What this task involves: Copy the rows from the line with "Task: pick out the red brick building." through the end of the records, putting "stone" in place of "brick" and changing nothing else.

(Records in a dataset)
------------------------------

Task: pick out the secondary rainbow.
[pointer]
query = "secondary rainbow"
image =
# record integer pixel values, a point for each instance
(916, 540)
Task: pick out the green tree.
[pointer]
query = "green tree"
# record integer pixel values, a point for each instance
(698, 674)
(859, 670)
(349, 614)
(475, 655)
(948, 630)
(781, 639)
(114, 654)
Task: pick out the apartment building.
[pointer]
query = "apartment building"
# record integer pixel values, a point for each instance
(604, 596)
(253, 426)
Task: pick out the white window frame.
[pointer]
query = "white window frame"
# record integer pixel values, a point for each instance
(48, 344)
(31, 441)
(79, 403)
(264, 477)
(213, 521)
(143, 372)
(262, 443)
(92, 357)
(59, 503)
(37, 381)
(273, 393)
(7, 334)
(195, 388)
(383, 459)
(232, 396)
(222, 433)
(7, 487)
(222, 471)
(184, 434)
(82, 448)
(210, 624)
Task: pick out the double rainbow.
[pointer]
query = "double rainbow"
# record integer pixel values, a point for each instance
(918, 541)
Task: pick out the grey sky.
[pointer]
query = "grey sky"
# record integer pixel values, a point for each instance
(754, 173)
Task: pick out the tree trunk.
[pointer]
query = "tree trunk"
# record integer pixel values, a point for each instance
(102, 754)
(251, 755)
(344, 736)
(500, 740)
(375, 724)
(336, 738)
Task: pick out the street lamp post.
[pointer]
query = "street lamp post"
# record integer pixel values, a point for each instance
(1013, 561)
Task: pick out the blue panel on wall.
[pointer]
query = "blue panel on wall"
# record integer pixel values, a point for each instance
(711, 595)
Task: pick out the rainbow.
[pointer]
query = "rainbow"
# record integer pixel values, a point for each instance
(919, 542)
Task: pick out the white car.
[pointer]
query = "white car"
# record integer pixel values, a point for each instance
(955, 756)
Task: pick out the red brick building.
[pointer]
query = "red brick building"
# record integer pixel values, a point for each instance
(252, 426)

------------------------------

Task output:
Task: pick out the red stone building.
[pointer]
query = "red stone building"
# record integer pixel values, a point for each instance
(252, 426)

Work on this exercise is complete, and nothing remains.